[Textauszug]
Die Filmindustrie von Bombay produziert Plots über Leidenschaft und Liebe am laufenden Band. Hollywood? Vergiss es! Eine Fotoreportage von Dieter Telemans/ROPI

Amerikanischer Film ist laut Roland Barthes ein Pleonasmus – wie weißer Schimmel. Entsprechend nennt man die indische Filmmetropole Bombay auch „Bollywood“. Etwa 900 Filme werden dort jährlich produziert, so genannte „Bombay Masalas“, was auf eine Gewürzmischung anspielt. Diese „Mischung“ muss jedesmal stimmen. Hollywood hat auf dem riesigen indischen Filmmarkt keine Chance.

[Quelldaten]
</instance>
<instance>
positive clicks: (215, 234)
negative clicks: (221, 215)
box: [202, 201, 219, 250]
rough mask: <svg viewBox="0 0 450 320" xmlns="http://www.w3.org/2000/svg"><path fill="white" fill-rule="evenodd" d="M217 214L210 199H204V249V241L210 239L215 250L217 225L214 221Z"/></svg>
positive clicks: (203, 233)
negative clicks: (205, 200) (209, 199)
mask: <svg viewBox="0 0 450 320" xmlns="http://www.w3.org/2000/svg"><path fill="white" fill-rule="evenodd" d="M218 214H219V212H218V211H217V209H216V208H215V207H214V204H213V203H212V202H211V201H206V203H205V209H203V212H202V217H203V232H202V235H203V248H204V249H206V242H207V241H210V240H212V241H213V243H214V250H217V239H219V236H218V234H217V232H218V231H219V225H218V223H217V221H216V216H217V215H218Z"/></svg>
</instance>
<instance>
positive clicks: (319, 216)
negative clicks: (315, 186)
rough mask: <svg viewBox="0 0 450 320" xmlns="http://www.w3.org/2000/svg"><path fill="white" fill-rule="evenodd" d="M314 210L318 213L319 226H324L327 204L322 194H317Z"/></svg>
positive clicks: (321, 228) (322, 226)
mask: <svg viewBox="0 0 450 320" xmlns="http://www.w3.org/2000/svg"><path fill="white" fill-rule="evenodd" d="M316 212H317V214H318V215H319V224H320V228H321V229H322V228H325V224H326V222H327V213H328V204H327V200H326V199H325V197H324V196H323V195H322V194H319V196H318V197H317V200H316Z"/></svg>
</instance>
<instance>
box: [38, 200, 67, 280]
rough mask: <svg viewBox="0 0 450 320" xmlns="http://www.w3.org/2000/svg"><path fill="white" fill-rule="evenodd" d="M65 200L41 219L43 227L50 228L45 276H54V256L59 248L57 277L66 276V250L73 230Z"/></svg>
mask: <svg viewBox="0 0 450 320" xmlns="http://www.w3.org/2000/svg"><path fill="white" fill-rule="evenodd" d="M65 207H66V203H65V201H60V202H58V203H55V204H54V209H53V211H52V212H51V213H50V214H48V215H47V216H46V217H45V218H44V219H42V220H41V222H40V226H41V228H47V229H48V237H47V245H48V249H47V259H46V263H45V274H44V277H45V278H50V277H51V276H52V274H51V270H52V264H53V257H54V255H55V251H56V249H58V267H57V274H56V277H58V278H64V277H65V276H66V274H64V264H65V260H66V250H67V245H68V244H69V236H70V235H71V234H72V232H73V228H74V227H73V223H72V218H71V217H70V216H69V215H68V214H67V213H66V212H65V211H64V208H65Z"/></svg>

...

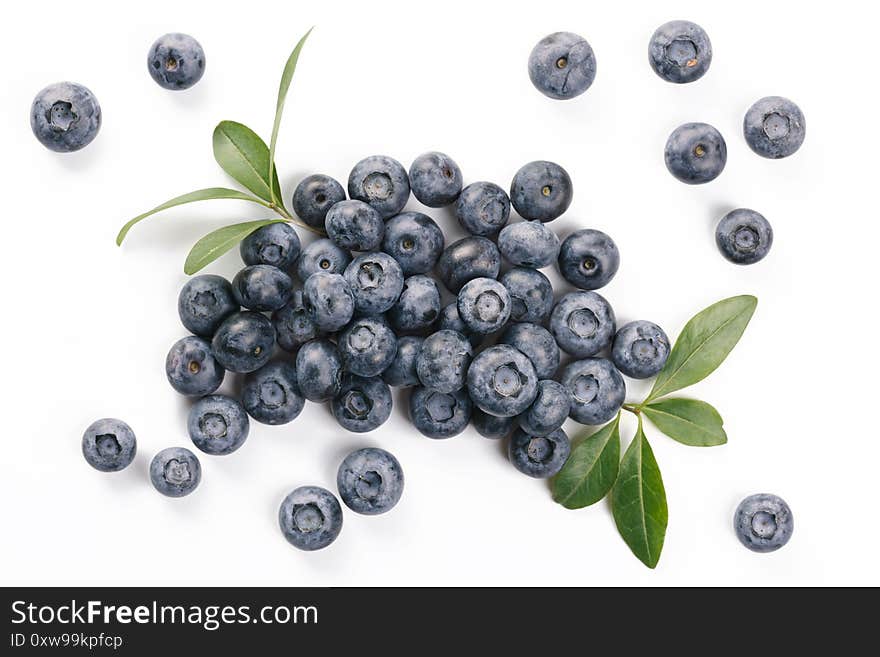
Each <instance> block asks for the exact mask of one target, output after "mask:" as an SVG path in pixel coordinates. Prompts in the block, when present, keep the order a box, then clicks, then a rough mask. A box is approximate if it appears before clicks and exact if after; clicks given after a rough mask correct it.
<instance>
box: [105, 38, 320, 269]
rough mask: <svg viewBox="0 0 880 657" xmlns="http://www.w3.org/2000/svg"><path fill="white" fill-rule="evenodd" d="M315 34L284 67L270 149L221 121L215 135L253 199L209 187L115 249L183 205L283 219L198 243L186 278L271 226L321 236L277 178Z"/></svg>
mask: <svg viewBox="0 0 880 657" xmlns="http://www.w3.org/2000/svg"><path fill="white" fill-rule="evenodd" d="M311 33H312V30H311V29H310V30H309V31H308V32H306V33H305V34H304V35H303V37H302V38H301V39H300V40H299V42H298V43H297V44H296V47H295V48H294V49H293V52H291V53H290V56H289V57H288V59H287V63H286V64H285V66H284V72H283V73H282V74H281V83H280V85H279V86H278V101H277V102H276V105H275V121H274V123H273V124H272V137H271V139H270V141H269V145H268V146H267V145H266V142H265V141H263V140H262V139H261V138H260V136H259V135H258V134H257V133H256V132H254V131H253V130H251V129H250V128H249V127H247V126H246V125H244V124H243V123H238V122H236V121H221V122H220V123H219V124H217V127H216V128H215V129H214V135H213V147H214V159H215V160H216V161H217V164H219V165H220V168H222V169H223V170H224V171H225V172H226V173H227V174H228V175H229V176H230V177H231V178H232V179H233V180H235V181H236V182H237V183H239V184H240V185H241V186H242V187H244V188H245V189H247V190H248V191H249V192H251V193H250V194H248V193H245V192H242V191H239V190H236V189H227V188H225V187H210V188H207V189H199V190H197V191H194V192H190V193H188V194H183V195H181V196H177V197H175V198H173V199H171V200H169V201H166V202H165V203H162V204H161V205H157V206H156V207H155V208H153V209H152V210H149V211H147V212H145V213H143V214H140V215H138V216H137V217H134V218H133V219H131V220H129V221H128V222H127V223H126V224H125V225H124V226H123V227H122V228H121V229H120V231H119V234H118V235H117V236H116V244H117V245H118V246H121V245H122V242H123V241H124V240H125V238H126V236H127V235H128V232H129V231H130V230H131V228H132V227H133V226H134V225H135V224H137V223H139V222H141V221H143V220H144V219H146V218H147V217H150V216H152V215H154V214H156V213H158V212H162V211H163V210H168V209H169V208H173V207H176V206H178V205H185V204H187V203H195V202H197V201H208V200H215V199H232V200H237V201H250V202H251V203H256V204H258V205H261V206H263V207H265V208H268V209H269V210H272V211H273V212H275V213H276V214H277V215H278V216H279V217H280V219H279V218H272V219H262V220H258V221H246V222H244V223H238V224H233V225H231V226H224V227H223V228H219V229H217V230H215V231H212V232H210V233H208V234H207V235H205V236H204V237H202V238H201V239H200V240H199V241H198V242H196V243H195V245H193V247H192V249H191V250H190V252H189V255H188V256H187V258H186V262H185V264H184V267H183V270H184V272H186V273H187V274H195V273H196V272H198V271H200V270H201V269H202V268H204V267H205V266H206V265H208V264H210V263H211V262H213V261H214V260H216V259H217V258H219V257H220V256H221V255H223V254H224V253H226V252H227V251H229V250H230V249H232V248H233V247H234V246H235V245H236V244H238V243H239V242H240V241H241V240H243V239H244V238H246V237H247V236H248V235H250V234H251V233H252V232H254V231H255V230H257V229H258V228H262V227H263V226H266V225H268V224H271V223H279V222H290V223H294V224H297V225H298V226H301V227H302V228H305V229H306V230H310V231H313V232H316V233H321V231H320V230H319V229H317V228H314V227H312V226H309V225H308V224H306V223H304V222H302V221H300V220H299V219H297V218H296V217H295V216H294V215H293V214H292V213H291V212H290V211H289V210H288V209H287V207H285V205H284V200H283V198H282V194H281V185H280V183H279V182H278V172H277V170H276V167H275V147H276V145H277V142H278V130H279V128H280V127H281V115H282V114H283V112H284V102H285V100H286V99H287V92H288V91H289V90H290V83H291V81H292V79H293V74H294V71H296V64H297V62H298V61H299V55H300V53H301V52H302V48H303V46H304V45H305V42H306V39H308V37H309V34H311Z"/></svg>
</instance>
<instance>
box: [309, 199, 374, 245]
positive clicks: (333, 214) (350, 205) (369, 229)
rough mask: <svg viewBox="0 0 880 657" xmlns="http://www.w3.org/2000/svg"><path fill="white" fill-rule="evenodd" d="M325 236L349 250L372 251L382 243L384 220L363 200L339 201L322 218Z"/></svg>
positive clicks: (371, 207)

[Arbeitsauftrag 1] Prüfe, ob die folgenden Aussagen mit dem Textauszug übereinstimmen, und belege jede Antwort mit den entscheidenden Worten, wörtlich zitiert: (a) In Bombay entstehen jährlich etwa 900 Filme. (b) Hollywood ist auf dem indischen Filmmarkt sehr erfolgreich. (c) Der Ausdruck „Bombay Masalas“ spielt auf eine Gewürzmischung an.
[Arbeitsauftrag 2] Welchen zweiten Namen trägt die Filmmetropole Bombay laut Textauszug?
[Arbeitsauftrag 3] Erkläre mit ein bis drei Sätzen anhand des Textauszugs, warum die Filme aus Bombay „Bombay Masalas“ heißen.

[Lösung 1]
(a) Ja: „Etwa 900 Filme werden dort jährlich produziert“
(b) Nein: „Hollywood hat auf dem riesigen indischen Filmmarkt keine Chance.“
(c) Ja: „was auf eine Gewürzmischung anspielt“

[Lösung 2] „Bollywood“

[Lösung 3] Der Name spielt auf eine Gewürzmischung an. Wie bei einer solchen muss auch bei diesen Filmen die „Mischung“ jedes Mal stimmen.